» Exercise aim: The records below are to be copied exactly, with their pictures left out.

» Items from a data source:

^^^^

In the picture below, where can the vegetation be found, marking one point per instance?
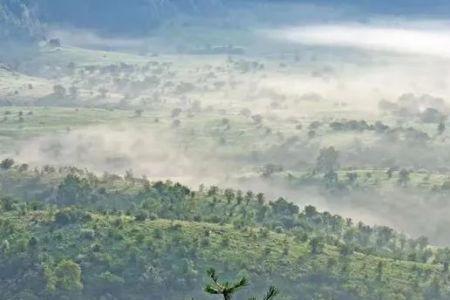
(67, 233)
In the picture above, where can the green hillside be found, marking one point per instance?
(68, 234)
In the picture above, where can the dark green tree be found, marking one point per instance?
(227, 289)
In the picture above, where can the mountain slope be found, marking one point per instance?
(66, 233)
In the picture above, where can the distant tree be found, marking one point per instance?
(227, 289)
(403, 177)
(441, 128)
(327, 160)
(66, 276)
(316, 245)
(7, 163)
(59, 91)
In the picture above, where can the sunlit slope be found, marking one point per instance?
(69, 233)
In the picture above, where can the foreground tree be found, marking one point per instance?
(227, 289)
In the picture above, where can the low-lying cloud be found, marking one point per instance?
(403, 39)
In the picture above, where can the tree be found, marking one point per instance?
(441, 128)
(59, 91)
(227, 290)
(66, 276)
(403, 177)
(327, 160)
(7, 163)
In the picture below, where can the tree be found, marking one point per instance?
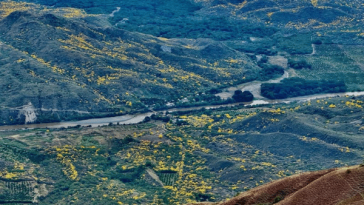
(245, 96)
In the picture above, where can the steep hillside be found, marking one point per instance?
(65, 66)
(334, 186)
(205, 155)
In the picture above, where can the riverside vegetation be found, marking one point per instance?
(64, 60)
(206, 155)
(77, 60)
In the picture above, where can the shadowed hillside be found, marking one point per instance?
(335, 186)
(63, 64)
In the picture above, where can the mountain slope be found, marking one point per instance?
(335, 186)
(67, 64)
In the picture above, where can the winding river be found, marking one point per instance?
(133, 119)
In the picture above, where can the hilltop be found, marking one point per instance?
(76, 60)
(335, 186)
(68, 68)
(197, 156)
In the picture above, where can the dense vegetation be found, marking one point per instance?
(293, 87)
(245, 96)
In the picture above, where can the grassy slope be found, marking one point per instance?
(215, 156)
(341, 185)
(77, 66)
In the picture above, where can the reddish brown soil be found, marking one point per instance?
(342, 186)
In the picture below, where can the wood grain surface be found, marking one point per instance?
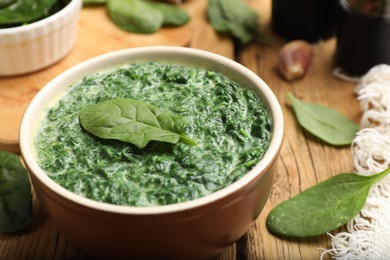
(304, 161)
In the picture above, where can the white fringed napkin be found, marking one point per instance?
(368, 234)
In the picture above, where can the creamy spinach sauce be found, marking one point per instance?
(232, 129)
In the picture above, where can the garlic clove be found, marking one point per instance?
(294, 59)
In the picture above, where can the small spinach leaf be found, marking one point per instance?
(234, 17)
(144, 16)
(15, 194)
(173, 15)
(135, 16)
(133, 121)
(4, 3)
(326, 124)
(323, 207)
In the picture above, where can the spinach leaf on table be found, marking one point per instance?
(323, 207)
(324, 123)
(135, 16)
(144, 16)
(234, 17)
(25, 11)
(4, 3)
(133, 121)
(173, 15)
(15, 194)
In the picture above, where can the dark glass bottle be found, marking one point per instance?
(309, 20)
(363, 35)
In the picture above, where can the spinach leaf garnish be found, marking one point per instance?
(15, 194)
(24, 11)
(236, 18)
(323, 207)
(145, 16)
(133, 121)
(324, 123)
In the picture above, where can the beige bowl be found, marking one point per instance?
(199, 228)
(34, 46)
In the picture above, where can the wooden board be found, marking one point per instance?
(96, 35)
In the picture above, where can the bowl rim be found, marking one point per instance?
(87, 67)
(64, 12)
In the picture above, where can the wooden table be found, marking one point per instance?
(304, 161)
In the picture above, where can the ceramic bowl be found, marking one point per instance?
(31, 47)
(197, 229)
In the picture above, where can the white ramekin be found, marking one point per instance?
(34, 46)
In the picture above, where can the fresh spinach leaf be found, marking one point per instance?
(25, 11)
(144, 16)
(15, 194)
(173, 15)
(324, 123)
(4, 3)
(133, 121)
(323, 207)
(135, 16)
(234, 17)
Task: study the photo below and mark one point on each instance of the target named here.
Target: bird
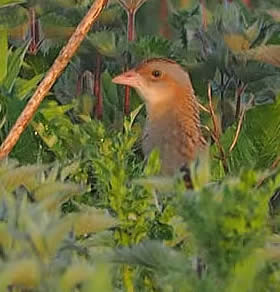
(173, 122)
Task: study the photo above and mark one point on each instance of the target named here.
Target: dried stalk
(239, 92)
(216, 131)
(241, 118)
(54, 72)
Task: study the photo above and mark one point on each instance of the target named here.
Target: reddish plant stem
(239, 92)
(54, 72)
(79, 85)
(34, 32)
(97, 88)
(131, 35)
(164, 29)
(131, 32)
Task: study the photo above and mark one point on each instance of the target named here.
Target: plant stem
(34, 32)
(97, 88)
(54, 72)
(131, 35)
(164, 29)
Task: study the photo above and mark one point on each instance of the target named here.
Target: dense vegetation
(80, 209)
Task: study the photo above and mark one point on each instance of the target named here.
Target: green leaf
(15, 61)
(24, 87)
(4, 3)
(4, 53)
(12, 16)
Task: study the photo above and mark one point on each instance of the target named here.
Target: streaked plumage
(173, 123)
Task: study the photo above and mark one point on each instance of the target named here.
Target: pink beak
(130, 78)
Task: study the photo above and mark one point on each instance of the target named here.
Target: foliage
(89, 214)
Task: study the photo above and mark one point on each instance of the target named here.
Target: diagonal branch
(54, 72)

^^^^

» Result of the task:
In the picture below, where can the vegetation be found, marking one point per instance?
(67, 233)
In the picture above, where can the green hillside be found, marking one point per instance?
(68, 234)
In the picture above, where can the dark green tree be found, marking one point per instance?
(227, 289)
In the picture above, where can the mountain slope be found, marking one point per instance?
(66, 233)
In the picture above, where can the distant tree be found, marking one point per instance?
(227, 289)
(403, 177)
(441, 128)
(327, 160)
(66, 276)
(316, 245)
(7, 163)
(59, 91)
In the picture above, where can the sunlit slope be found, marking one point per instance?
(69, 233)
In the picture above, where can the foreground tree be found, marking one point per instance?
(227, 289)
In the picture above, where can the low-lying cloud be found, marking one point per instance?
(403, 39)
In the picture above, where can the tree be found, marking one point per instance?
(441, 128)
(59, 91)
(227, 290)
(66, 276)
(403, 177)
(327, 160)
(7, 163)
In the picture below, where can the tree be found, marking one point per instance?
(245, 96)
In the picture above, where can the steep hillside be found, marking one point per instance?
(65, 66)
(334, 186)
(205, 155)
In the picture above, where can the riverside vegetation be found, marking one point per instance?
(64, 60)
(206, 155)
(77, 60)
In the picture above, where can the shadowed hillside be found, marking one point per instance?
(335, 186)
(63, 64)
In the picture above, where can the mountain slope be found, marking one point per instance?
(335, 186)
(67, 64)
In the picture above, where can the winding river be found, marking one point per instance?
(133, 119)
In the picture above, where can the hilltop be found, marking one point per instance?
(76, 60)
(335, 186)
(68, 68)
(197, 156)
In the picture above, where can the dense vegetation be found, marking one point per instance?
(293, 87)
(245, 96)
In the picture above, where can the grassy slope be found, marking one point per instance?
(215, 156)
(341, 185)
(77, 66)
In the picture above, where can the reddish brown soil be found, marking one point per instance?
(342, 186)
In the picture below, where can the wood grain surface be found, marking one point per instance?
(304, 161)
In the picture above, where can the white fringed napkin be found, marking one point per instance?
(368, 234)
In the picture above, where can the creamy spinach sauce be found, marking one point per instance?
(232, 129)
In the picture above, where can the garlic clove be found, marking one point per instance?
(294, 59)
In the picture above, where can the small spinach leaf be found, marking one point per instance?
(234, 17)
(144, 16)
(15, 194)
(173, 15)
(135, 16)
(133, 121)
(4, 3)
(326, 124)
(323, 207)
In the picture above, where can the spinach leaf on table be found, marking one point per instance?
(323, 207)
(324, 123)
(135, 16)
(144, 16)
(234, 17)
(25, 11)
(4, 3)
(133, 121)
(173, 15)
(15, 194)
In the picture above, where can the dark glass bottle be found, marking one point per instance?
(309, 20)
(363, 35)
In the picture above, where can the spinach leaf garnish be found, marking one point per instance?
(15, 194)
(24, 11)
(236, 18)
(323, 207)
(145, 16)
(133, 121)
(324, 123)
In the picture above, where can the beige bowl be found, marking one point per instance?
(199, 228)
(34, 46)
In the picture above, where can the wooden board be found, marking one point per instance?
(96, 35)
In the picture above, where can the bowl rim be found, marking one point per instance?
(87, 67)
(64, 12)
In the picture above, where can the wooden table be found, marking one point per instance?
(304, 161)
In the picture above, where can the ceramic bowl be found, marking one point per instance?
(31, 47)
(197, 229)
In the picture above, where can the white ramekin be found, marking one point per instance?
(34, 46)
In the picture above, where can the fresh spinach leaf be found, marking one point per instance?
(25, 11)
(144, 16)
(15, 194)
(173, 15)
(324, 123)
(4, 3)
(133, 121)
(323, 207)
(135, 16)
(234, 17)
Task: study the photo below and mark one point on each instance of the target named here.
Target: bird
(173, 122)
Task: study the photo above and mark one point on each instance of the target named here.
Target: dried stalk
(239, 92)
(216, 131)
(241, 118)
(54, 72)
Task: study the photo above and mark one point on each instance of the target named here.
Target: reddish plant stem
(239, 92)
(54, 72)
(79, 85)
(34, 32)
(97, 88)
(131, 35)
(164, 29)
(131, 32)
Task: study the photo above and mark one point on each instance of the target named here.
Target: plant stem
(34, 32)
(97, 88)
(54, 72)
(131, 35)
(164, 29)
Task: study the photo above and mark one point on each instance of the target named here.
Target: dense vegetation
(80, 209)
Task: study the photo above and mark one point on each instance of the target named here.
Target: green leaf
(15, 61)
(24, 87)
(4, 3)
(4, 53)
(12, 16)
Task: study the photo above and mark one point on each instance of the target named here.
Target: streaked plumage
(173, 123)
Task: study the photo above and mark one point on each instance of the target named here.
Target: pink beak
(130, 78)
Task: study the photo above and mark one point on each instance of the target named here.
Target: foliage
(89, 214)
Task: study the photo above and mark one point on each instance of the target named here.
Target: diagonal branch
(54, 72)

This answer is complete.